SET PROBLEM >> Quote, without any change, the line that contains "white car, giving" and all lines that follow it to the end of the data below.

Point labeling dataset excerpts:
--- Start ---
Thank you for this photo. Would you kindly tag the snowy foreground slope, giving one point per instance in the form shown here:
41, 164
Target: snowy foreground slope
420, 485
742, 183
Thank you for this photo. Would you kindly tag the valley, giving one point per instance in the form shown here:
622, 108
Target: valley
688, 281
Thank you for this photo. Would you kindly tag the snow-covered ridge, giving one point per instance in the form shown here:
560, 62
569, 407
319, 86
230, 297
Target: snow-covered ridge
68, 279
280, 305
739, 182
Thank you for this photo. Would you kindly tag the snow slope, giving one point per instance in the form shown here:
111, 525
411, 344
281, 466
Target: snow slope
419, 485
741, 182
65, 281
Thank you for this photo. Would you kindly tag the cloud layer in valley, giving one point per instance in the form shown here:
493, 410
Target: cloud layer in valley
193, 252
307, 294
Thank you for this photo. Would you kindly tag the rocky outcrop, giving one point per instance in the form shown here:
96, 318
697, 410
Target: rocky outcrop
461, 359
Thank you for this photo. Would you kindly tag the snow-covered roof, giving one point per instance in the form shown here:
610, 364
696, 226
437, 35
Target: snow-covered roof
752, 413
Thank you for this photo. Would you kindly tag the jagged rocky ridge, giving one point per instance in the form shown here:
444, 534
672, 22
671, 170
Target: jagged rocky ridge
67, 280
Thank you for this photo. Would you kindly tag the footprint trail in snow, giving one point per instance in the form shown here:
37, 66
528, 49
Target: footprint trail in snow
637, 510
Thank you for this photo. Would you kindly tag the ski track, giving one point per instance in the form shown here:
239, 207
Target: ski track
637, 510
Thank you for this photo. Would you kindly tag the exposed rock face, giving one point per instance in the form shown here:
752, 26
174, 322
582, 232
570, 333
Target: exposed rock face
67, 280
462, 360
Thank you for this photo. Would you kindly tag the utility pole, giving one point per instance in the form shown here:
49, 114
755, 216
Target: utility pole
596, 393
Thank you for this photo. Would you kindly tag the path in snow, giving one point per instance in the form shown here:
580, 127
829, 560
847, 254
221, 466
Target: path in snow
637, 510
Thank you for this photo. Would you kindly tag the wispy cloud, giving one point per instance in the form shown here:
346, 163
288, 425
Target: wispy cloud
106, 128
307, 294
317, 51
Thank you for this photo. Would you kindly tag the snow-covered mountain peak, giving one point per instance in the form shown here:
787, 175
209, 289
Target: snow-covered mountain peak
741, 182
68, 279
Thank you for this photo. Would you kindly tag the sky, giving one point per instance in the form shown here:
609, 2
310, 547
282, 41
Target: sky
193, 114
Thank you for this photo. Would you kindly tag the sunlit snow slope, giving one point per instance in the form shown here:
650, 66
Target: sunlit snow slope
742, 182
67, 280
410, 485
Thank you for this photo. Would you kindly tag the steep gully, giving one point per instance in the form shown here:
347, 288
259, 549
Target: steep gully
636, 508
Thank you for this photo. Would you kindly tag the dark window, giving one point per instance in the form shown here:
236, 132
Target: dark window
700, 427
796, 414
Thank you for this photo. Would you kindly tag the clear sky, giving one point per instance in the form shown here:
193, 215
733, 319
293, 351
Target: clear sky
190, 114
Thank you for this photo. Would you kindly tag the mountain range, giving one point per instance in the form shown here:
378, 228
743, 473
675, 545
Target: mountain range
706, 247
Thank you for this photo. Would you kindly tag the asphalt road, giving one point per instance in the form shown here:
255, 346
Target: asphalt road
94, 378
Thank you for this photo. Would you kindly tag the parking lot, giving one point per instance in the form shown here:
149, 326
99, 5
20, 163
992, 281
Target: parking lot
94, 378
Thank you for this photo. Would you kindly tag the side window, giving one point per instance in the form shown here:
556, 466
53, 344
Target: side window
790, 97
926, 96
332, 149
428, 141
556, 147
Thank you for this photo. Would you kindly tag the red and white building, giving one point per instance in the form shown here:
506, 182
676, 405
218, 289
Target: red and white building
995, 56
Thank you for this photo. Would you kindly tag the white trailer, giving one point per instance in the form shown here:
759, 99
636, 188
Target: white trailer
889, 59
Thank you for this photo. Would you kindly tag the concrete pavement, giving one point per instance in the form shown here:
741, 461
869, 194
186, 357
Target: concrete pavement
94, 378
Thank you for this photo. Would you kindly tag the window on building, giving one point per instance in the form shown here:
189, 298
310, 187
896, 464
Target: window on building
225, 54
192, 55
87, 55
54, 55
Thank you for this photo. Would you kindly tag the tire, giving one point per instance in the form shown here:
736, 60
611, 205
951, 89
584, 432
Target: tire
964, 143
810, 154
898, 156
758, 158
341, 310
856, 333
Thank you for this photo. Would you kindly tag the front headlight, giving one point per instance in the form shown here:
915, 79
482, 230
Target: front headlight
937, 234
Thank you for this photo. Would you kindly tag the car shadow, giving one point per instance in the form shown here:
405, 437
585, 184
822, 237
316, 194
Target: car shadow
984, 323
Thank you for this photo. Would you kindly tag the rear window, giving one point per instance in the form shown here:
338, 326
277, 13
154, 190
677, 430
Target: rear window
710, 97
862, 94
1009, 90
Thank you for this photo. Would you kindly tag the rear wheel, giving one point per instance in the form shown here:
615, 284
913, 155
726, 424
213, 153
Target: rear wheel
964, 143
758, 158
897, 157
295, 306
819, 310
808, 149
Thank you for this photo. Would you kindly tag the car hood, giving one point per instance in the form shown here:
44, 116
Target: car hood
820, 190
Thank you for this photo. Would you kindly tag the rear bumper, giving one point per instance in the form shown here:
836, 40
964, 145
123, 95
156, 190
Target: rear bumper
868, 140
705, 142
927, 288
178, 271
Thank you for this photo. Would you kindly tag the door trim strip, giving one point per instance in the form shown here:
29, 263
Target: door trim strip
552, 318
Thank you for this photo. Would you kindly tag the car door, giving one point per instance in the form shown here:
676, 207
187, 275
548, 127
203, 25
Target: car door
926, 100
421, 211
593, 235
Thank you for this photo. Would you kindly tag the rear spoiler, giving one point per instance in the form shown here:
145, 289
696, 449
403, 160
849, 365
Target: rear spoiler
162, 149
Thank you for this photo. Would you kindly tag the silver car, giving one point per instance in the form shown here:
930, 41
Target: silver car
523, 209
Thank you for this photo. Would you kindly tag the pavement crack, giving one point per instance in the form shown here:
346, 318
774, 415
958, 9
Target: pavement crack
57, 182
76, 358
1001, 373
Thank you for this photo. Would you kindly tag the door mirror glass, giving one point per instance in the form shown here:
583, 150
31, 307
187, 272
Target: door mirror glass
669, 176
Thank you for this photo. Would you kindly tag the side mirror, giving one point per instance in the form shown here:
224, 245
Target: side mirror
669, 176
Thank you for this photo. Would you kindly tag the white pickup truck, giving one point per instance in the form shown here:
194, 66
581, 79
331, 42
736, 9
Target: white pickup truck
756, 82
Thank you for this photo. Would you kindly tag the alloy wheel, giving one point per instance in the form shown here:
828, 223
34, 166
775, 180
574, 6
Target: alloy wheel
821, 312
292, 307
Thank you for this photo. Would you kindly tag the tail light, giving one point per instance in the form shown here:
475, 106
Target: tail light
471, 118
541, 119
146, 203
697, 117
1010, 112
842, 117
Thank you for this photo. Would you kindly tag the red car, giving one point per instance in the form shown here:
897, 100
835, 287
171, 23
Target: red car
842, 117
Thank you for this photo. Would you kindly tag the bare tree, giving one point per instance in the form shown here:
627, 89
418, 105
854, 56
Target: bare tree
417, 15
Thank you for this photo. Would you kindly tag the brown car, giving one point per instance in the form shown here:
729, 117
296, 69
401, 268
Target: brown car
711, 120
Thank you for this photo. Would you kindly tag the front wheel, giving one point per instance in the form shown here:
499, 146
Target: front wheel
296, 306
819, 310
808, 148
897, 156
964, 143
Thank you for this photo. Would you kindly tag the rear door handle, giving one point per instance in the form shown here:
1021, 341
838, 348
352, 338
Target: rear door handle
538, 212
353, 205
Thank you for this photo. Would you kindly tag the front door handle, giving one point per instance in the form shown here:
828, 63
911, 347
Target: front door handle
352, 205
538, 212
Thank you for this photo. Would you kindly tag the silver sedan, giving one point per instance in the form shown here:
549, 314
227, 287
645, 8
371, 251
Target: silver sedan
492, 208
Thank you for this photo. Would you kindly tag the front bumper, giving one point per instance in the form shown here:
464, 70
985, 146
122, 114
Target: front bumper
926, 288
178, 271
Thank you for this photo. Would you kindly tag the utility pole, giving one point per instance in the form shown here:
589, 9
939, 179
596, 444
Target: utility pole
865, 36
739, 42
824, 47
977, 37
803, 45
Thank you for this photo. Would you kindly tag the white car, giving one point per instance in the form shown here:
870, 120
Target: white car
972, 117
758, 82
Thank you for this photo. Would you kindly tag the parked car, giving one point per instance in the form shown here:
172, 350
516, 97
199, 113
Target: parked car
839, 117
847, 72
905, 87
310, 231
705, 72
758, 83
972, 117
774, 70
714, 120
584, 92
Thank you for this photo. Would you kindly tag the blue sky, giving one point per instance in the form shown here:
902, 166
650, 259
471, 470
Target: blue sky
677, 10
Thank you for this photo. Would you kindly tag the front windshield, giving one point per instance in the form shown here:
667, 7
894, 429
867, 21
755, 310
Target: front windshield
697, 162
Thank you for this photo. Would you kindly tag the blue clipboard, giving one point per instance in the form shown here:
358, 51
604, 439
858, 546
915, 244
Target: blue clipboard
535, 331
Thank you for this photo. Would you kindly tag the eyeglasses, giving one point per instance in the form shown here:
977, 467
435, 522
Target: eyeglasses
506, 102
--- End ---
CORRECT OUTPUT >>
Thank you for this photo. Would you kindly tag the white car, giving one point per instance in the form shown here:
870, 120
Target: white car
972, 117
758, 82
Thank you for this photo. Would you kindly tag the parked car, giving one point per instance in the form shown here:
172, 350
516, 97
199, 113
Target: parked car
839, 117
847, 72
905, 87
310, 231
705, 72
758, 83
972, 117
774, 70
714, 120
584, 92
Thank you for this photo. Would you kindly tag the blue sky, giving one point per instance in the form shown here:
902, 166
650, 259
471, 470
Target: blue sky
677, 10
Thank you for this photo. Would you kindly tag the front windshield, giving one point per instance in the form shown here:
667, 7
894, 429
867, 21
755, 310
Target: front windshield
697, 162
Thank you for this photo. Would you kindly tag the blue clipboard, giving one point per instance in the form shown here:
358, 51
604, 439
858, 546
915, 244
Target: blue clipboard
535, 331
Thank you for this photo. Would you kindly tag the eyeglasses, giving one point per instance in the form shown here:
977, 467
435, 522
Target: eyeglasses
506, 102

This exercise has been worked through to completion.